● **Testo fornito**
-=-=-
Mustapha Jouili, economista tunisino, non ha dubbi sul denunciare il carattere neocoloniale del trattato di libero-scambio che la Tunisia sta discutendo con l’Unione Europea e che dovrebbe essere firmato entro quest’anno.
Militante del partito Watad, che è parte del Fronte Popolare e membro dell’associazione di ricerca economica e sociale Mohamed Ali Hami (ARES), Mustapha è categorico: “l’ALECA è la riproduzione del patto coloniale del 1881”, afferma in una intervista a Marco Jonville, pubblicata sul blog di Mediapart”1.
Insieme al colonialismo economico della UE attraverso il Franco CFA, all’“esternalizzazione” della gestione dei flussi immigratori oltre i confini continentali e la presenza militare vera e propria, questo trattato è uno degli esempi di come – all’interno di un conflitto inter-imperialistico sempre più alto – l’Unione sta esercitando una politica neo-coloniale nei confronti dei territori e delle popolazioni precedentemente assoggettate al colonialismo del Vecchio Continente.
La mobilitazione contro l’ALECA in Tunisia ha attivato un ampio fronte politico-sindacale – che ha avuto un importante momento di piazza questo Primo Maggio – che ne denuncia il carattere non solo neoliberista, ma anche apertamente neo-coloniale.
Quest’arco di forze ha fatto la disamina, denunciando anche gli effetti di ciò è stato il l’Accordo di Partenariato tra UE e Tunisia del 1995. Questo precedente trattato ha distrutto più della metà del settore industriale – facendo scomparire l’industria tessile tunisina – ha eliminando circa 500.000 posti di lavoro, aggravato il deficit della bilancia commerciale del paese, deprezzando la valuta locale rispetto all’euro, scesa a più della metà del suo valore pre-accordo.
In sintesi ha proiettato il paese in una spirale di impoverimento crescente sul solco delle politiche imposte dal FMI già dalla seconda metà degli anni Ottanta.
-=-=-
● **Materiale estratto**
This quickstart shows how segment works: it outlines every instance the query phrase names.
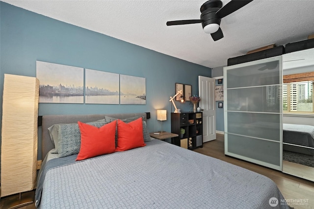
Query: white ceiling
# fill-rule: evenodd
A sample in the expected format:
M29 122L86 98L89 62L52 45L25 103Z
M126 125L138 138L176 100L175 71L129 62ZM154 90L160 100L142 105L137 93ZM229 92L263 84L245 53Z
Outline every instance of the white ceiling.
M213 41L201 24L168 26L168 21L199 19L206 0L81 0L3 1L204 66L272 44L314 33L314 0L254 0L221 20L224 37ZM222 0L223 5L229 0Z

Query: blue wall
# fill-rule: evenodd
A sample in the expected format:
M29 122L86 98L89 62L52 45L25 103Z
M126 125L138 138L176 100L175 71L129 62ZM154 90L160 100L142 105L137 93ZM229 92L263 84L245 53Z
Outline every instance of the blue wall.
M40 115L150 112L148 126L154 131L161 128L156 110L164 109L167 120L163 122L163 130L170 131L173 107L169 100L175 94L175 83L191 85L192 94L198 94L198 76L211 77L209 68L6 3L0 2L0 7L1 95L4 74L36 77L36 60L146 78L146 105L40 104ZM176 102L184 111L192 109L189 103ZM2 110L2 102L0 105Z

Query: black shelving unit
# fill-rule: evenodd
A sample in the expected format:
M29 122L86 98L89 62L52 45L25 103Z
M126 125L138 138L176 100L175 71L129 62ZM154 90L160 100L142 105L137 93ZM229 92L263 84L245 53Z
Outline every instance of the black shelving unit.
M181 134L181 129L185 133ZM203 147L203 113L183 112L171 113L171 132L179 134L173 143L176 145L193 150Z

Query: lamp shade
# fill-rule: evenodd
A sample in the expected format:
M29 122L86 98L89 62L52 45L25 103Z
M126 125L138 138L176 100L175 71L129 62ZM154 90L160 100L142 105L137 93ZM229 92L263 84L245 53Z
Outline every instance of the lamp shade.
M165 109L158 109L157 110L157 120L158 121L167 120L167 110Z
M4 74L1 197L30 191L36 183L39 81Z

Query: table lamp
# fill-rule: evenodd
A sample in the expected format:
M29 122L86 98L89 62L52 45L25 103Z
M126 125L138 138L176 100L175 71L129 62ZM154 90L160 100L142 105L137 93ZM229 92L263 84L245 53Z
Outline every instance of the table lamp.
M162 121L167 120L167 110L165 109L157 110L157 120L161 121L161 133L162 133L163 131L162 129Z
-=-=-
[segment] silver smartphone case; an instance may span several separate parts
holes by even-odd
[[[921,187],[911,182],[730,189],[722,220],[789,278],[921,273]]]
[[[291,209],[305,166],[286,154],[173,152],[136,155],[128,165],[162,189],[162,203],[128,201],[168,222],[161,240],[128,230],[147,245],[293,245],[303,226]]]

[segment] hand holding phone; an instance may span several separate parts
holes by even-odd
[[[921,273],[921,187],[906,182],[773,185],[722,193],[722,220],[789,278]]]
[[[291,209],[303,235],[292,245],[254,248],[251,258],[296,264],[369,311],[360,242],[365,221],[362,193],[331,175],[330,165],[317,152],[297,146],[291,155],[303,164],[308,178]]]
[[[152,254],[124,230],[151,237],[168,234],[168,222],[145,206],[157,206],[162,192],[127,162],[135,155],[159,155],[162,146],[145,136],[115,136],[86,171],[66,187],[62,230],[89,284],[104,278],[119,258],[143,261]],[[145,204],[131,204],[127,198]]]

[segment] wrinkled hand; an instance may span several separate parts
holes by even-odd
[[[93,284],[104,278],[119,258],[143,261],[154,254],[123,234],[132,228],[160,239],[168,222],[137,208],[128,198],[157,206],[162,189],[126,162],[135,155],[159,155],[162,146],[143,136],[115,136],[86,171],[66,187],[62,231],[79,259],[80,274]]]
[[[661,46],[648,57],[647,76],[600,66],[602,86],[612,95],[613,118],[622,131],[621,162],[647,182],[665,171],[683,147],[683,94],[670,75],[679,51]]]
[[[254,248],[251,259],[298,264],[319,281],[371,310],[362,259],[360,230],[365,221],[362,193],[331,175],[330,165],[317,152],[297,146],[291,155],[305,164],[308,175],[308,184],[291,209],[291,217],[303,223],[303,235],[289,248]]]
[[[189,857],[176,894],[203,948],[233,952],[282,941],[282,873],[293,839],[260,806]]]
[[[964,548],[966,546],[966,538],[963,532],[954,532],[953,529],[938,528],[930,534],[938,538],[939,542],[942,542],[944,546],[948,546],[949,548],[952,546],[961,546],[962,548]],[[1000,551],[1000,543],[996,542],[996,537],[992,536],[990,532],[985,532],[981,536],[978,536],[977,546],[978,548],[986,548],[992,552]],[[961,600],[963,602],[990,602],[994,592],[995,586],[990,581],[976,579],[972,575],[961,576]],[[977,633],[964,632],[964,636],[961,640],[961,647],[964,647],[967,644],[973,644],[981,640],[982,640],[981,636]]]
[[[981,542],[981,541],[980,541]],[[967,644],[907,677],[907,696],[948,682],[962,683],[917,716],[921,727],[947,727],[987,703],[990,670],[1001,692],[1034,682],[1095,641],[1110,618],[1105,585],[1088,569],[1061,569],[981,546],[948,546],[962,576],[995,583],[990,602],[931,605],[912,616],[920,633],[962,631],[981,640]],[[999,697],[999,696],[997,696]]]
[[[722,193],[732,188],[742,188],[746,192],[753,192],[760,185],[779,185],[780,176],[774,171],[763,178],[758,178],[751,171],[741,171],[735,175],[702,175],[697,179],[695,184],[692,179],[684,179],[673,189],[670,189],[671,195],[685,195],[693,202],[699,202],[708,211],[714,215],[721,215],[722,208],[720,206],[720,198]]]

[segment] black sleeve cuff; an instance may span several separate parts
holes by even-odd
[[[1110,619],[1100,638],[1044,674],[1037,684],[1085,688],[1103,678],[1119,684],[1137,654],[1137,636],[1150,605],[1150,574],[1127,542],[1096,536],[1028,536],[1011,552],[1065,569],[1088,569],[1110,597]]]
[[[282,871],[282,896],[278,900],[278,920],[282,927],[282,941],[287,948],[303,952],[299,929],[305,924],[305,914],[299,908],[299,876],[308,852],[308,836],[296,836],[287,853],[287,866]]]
-=-=-
● **Compiti assegnati**
**a.** Secondo il testo fornito, quanti posti di lavoro ha eliminato l'Accordo di Partenariato tra UE e Tunisia del 1995?
**b.** Spiega, in base al testo fornito, perché si afferma che l'Accordo di Partenariato del 1995 ha proiettato la Tunisia in una spirale di impoverimento crescente.
**c.** Riporta il brano del testo fornito da "La mobilitazione contro" fino a "degli anni Ottanta." incluso, sostituendo "Primo Maggio" con "Primo Novembre".

● **Risultati in ordine**
**a.** Circa 500.000 posti di lavoro.

**b.** L'accordo ha distrutto più della metà del settore industriale, facendo scomparire l'industria tessile tunisina, e ha eliminato circa 500.000 posti di lavoro. Inoltre ha aggravato il deficit della bilancia commerciale del paese e ha deprezzato la valuta locale rispetto all'euro.

**c.**
La mobilitazione contro l’ALECA in Tunisia ha attivato un ampio fronte politico-sindacale – che ha avuto un importante momento di piazza questo Primo Novembre – che ne denuncia il carattere non solo neoliberista, ma anche apertamente neo-coloniale.
Quest’arco di forze ha fatto la disamina, denunciando anche gli effetti di ciò è stato il l’Accordo di Partenariato tra UE e Tunisia del 1995. Questo precedente trattato ha distrutto più della metà del settore industriale – facendo scomparire l’industria tessile tunisina – ha eliminando circa 500.000 posti di lavoro, aggravato il deficit della bilancia commerciale del paese, deprezzando la valuta locale rispetto all’euro, scesa a più della metà del suo valore pre-accordo.
In sintesi ha proiettato il paese in una spirale di impoverimento crescente sul solco delle politiche imposte dal FMI già dalla seconda metà degli anni Ottanta.